* MATERIAL SHOWN
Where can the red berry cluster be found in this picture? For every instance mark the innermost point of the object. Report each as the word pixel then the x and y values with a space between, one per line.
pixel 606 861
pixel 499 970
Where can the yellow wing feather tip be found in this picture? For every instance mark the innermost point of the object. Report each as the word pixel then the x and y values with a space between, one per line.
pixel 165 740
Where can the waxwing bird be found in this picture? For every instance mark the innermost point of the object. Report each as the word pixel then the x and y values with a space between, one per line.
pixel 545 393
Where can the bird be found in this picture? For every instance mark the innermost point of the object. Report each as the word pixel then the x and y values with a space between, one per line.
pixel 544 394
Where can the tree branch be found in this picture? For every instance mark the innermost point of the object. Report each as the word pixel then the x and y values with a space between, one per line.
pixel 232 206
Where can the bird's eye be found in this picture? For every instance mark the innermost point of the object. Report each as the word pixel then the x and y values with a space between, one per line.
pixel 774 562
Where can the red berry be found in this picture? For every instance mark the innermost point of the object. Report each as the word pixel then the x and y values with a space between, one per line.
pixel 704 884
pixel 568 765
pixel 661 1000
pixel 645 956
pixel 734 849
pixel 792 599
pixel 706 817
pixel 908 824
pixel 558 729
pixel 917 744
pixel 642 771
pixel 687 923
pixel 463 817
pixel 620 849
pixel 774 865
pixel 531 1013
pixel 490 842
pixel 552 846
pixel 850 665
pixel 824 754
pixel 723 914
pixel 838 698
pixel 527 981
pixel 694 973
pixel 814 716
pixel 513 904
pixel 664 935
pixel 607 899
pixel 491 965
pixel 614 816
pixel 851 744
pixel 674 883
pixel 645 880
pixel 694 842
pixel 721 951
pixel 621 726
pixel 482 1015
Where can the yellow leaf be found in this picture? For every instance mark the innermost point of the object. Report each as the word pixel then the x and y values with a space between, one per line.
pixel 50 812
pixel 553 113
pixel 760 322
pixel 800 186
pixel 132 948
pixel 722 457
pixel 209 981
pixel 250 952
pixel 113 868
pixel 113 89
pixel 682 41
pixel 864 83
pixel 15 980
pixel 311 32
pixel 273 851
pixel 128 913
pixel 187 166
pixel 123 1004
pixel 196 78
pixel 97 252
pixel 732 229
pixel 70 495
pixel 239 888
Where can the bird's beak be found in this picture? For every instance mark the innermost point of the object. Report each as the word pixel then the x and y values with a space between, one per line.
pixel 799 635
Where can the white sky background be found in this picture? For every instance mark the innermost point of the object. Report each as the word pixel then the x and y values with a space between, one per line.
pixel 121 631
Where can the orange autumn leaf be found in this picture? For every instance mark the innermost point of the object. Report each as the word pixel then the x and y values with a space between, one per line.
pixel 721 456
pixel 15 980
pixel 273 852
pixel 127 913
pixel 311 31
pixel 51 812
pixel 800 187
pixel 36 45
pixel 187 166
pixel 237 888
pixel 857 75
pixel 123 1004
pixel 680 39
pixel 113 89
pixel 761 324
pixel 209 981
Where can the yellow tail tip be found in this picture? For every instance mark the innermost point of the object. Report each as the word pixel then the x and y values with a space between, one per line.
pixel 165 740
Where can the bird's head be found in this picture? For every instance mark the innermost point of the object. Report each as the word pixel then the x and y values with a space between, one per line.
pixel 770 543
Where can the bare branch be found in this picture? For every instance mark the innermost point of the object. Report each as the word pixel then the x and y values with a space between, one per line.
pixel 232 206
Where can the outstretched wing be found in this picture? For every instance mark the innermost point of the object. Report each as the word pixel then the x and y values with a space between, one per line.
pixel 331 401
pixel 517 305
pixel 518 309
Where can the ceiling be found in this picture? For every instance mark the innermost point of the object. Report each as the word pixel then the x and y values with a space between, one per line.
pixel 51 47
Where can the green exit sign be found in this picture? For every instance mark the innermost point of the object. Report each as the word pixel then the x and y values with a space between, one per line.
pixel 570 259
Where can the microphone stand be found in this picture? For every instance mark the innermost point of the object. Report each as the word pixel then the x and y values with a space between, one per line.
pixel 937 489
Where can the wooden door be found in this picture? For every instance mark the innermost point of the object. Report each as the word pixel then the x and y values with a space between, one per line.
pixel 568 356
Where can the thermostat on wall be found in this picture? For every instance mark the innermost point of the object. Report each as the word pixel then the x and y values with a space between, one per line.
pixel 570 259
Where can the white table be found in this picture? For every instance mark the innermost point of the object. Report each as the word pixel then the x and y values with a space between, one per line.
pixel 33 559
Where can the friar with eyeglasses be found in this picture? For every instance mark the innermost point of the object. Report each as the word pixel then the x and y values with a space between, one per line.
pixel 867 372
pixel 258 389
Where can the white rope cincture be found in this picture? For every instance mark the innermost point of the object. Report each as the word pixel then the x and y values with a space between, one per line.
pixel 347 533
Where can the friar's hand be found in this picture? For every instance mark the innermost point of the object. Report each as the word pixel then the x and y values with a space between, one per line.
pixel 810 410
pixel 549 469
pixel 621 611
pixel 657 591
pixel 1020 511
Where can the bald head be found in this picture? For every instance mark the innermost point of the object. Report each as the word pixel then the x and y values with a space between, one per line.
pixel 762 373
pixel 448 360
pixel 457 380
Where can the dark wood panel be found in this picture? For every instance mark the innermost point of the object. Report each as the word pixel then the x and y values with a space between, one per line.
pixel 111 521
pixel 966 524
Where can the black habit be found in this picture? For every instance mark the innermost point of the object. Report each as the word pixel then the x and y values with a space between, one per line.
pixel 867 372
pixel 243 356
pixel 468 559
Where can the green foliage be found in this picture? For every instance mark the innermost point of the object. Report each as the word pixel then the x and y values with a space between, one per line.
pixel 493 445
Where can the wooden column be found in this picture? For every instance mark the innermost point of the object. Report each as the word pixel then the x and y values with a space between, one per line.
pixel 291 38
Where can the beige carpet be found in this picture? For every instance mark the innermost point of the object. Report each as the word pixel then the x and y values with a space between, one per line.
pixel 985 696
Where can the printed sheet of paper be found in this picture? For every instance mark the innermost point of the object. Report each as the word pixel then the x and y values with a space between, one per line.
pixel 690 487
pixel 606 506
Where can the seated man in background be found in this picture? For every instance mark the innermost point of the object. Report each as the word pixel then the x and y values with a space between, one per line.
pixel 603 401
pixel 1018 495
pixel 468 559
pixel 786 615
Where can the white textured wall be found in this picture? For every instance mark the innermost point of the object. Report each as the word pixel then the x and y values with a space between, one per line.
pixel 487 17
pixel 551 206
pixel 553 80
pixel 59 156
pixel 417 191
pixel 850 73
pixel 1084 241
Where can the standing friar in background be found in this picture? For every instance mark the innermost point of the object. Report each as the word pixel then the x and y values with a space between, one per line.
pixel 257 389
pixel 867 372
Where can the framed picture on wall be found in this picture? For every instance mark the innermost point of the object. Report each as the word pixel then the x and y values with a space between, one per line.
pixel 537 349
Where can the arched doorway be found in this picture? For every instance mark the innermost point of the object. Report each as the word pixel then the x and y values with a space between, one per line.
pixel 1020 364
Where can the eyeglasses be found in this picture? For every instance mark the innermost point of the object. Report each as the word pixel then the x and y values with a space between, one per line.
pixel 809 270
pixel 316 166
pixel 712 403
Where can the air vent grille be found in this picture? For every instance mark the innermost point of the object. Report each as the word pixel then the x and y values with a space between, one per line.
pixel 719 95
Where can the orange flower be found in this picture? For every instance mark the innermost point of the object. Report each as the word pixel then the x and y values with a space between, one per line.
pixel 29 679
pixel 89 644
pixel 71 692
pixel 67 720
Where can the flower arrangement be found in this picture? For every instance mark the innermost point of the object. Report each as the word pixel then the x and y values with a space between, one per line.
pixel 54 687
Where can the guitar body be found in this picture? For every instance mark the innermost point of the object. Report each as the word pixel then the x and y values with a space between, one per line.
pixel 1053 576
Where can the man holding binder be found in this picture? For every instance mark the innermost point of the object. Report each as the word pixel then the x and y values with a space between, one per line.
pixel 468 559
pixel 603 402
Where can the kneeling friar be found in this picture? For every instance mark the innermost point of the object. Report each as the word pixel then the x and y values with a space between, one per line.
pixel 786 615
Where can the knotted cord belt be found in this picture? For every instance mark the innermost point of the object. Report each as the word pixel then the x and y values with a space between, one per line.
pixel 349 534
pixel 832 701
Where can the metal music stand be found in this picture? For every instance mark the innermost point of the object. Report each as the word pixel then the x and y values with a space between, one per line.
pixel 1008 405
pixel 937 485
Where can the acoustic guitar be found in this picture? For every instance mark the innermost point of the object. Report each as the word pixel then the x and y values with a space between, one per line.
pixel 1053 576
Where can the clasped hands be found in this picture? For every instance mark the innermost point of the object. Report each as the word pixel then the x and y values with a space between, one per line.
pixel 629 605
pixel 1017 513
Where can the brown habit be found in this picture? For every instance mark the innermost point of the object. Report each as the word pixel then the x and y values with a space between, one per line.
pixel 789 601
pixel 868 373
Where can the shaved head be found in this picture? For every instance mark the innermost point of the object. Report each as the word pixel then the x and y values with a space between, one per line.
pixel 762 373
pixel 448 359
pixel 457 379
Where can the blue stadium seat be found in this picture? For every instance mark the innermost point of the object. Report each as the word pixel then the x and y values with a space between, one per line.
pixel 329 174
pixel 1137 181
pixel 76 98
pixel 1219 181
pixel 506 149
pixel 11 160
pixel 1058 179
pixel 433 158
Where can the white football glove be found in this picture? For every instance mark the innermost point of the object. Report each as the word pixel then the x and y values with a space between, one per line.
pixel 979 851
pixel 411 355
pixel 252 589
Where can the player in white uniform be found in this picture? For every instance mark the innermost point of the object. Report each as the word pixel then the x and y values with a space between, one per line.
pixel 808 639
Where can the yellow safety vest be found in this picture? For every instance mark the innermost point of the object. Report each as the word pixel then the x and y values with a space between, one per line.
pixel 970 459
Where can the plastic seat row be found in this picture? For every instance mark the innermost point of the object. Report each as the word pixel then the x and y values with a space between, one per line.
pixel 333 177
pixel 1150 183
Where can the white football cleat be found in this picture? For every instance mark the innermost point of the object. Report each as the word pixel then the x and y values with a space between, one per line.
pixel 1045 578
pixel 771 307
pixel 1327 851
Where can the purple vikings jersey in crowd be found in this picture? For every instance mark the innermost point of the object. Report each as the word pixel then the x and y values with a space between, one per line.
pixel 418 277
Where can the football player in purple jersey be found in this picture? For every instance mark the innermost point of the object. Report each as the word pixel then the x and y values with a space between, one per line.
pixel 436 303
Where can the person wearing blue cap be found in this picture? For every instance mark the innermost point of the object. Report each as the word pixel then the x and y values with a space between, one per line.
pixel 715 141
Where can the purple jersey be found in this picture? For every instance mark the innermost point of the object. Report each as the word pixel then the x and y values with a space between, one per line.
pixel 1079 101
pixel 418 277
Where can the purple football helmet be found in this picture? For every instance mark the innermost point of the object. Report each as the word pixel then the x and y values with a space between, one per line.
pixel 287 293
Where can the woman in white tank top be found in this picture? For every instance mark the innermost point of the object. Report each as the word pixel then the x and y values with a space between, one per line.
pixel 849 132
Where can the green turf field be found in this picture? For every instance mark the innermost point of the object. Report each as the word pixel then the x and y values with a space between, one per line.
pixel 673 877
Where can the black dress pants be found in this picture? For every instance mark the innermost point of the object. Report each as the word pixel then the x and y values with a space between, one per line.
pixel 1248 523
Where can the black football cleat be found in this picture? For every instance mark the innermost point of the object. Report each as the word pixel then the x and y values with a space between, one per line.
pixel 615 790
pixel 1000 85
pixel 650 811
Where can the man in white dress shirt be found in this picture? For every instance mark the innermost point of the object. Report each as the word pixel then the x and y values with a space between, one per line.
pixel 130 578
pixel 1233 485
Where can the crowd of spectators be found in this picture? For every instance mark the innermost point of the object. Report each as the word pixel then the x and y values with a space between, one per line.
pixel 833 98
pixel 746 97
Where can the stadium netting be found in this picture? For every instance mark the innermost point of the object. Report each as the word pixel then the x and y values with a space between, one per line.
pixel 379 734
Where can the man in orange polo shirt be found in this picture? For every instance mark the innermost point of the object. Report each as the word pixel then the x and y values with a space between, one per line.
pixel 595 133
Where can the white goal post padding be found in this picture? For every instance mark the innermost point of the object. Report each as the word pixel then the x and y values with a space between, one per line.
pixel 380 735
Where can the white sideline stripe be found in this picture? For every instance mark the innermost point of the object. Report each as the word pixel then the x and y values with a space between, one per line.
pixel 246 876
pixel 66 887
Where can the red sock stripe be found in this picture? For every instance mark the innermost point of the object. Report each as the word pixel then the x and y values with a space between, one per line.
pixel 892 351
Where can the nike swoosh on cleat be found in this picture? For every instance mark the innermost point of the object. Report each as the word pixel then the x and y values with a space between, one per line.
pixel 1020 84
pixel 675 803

* EXERCISE DIRECTIONS
Copy out everything in the listing from the line containing "Where can the wooden door" down to the line containing "pixel 258 389", swapping "white table" for "white desk" and leaving all else unchanged.

* THE RESULT
Where can the wooden door be found in this picture? For every instance mark the innermost point of the object. Report each as the word pixel then the x and y values with a space between, one per line.
pixel 568 356
Where can the thermostat on wall be found in this picture? For every instance mark the innermost point of the object. Report each as the word pixel then the x and y values with a space between, one per line.
pixel 570 259
Where can the white desk be found in this picture? For every instance mark the innermost point of the object. Report each as the word pixel then the x and y values with a space between, one per line.
pixel 33 559
Where can the friar with eyeglasses be found in this picture? For every instance mark the innermost point of the object. Report each as the word pixel then the x and y values with a space between, one per line.
pixel 867 372
pixel 258 389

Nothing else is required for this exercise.